• _Actions to take_
• a. Translate this sentence from the Everwatch passage into Spanish: "The tower itself is austere, sharp, gleaming—all mithral and corners."
• b. Pick up the passage about Everwatch after its final sentence and carry it forward in the same voice.

• _Text passage_
○ ○ ○
Everwatch
Everwatch

Everwatch

Everwatch

Realm of Helm

Location: Mechanus

Cutter, if ever there was a place where the gears of Mechanus seem to tick a little louder, its Everwatch. Under the relentless gaze of that tower, everything seems heightened, and the feeling of being watched is palpable. You see, Everwatch is Helm’s bastion, a surreal floating sentinel in the shape of a tower. The sodding thing appears just when you think you’ve sneaked into Mechanus unnoticed. You might teleport into the plane, or you slip through a sneaky colour pool from the Astral, or maybe you’ve got a fancy plane shift spell ready—and bam!—the Everwatch tower shimmers into existence right in front of you! It’s like the plane itself gives Helm the nod, and suddenly, there’s that towering edifice, floating just above a gear like a hungry vulture watching a battlefield.

The tower itself is austere, sharp, gleaming—all mithral and corners. There’s nothing soft or warm here—Helm’s schtick is about vigilance, duty, and the unblinking, unsleeping watch. The watchtower looks like it’s carved out of the bones of the plane itself, angles and precision, no ornament, and no unnecessary flair. Just pure functionality. The whole thing’s flying, mind you, I’ll give it that for ostentatious. It glides across the plane’s great cogs and turning mechanisms, flitting wherever the need for vigilance arises.
○ ○ ○
• _Material_
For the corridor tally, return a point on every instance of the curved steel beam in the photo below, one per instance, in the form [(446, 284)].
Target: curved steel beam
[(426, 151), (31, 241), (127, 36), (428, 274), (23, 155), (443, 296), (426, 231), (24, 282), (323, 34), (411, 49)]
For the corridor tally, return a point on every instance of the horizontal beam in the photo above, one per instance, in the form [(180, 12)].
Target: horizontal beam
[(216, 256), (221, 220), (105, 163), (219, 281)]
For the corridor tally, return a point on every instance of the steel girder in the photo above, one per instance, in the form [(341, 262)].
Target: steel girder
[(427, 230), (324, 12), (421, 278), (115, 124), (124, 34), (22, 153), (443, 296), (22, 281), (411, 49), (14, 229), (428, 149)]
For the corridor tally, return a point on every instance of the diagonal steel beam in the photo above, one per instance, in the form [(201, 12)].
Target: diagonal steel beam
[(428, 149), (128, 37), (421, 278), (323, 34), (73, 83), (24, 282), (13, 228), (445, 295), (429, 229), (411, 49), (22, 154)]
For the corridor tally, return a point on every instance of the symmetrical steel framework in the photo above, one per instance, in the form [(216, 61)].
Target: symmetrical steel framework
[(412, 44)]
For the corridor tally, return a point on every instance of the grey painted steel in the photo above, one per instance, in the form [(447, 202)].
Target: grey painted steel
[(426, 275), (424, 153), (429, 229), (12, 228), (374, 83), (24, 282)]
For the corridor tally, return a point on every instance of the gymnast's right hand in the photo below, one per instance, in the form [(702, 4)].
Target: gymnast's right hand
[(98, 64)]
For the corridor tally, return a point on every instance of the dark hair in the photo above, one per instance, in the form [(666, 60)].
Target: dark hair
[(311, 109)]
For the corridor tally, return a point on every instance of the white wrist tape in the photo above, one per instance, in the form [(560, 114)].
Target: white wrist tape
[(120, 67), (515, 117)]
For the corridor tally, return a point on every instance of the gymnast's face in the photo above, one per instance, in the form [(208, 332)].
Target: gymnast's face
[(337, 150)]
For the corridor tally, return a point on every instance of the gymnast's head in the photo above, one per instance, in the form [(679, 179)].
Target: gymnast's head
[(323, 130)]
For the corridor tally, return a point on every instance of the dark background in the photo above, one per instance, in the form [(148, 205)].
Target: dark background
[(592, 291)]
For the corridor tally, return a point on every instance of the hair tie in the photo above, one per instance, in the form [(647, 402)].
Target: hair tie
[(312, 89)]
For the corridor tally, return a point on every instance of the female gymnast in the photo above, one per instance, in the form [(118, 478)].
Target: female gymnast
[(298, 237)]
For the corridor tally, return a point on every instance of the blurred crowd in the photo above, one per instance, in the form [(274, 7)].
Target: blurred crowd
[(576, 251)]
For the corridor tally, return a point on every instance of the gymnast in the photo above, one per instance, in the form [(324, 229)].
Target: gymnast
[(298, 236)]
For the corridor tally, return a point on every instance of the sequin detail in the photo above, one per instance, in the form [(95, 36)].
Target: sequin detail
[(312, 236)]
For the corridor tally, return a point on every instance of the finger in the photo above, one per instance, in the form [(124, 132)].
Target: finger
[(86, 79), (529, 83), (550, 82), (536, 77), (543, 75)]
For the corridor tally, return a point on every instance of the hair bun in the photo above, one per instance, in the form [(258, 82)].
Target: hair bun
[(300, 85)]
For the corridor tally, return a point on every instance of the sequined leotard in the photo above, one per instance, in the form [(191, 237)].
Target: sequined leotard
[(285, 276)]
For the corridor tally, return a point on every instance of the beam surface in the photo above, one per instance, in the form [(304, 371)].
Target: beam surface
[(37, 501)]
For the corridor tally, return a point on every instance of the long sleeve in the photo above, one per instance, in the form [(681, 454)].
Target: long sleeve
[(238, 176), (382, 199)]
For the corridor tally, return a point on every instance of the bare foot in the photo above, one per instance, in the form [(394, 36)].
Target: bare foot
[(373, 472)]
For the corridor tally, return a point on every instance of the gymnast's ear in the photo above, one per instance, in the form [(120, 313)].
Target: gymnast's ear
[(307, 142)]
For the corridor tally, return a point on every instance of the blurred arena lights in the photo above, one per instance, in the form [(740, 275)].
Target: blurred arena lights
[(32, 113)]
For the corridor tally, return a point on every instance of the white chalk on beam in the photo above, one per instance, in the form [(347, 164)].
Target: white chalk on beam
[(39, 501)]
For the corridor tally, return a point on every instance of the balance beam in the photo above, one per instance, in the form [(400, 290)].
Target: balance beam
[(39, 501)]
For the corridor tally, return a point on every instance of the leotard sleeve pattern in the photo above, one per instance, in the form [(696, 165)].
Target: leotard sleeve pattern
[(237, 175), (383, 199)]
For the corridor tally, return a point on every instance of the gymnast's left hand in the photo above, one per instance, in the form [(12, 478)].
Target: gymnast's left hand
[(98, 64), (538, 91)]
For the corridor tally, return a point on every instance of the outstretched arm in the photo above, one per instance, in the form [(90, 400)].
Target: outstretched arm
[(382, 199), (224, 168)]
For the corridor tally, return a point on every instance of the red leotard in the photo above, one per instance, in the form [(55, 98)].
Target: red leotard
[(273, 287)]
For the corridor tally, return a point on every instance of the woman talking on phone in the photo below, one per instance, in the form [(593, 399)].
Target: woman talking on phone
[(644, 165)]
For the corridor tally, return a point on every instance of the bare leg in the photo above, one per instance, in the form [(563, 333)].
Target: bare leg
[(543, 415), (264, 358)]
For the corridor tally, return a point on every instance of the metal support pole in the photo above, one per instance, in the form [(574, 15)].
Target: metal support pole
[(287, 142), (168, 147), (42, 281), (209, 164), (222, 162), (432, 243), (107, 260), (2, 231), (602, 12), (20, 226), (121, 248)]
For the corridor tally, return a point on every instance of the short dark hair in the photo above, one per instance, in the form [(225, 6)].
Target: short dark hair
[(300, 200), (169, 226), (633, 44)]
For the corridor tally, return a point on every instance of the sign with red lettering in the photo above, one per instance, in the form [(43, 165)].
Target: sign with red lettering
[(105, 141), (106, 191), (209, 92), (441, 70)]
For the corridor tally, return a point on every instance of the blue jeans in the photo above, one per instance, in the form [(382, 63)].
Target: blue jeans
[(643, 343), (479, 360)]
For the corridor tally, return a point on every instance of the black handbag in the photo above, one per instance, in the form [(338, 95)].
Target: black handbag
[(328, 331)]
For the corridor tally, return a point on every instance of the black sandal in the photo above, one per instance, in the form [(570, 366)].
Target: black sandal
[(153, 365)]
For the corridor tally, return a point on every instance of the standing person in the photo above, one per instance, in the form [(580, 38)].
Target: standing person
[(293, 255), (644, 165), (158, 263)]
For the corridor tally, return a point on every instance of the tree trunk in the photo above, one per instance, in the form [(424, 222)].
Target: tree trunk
○ ○ ○
• _Answers per task_
• a. La torre en sí es austera, afilada, reluciente: toda mitril y esquinas.

• b.
So, you think you’re clever sneaking past? Think again, cutter. The second you pop into Mechanus without the right permit, the tower appears with this gleaming guardian standing outside—some say it’s Helm himself, but surely a power has far more important things to be watching over. No, it’s much more likely to be one of his proxies or inevitable construct servitors—but the dark is no one knows for sure. What is known is this: You won’t be chatting it up. This sentinel doesn’t speak. It just stands there, full plate of mithral covering every inch, presumably peering out of its full helmet with an eye (or eyes) for chaos and ill-intent. They say it can sense your true purpose, your alignment, and whether you’re a threat. But a threat to what? Perhaps to the smooth running of Mechanus, or perhaps to the faithful of Helm. Who’s to say? But one look, and it knows.

And if you’re up to no good, well… let’s just say you probably won’t have time to regret your life choices. This thing can call upon an army of inevitables, maruts and the like, in the blink of an eye, and they’ll gate in faster than you can shake a spear.

So who would live in a realm like this? None other than Helm, He of the Unsleeping Eyes. This cutter has a long and frankly checkered history of standing vigil, come what may. His whole faith’s built around duty—watching, guarding, and protecting.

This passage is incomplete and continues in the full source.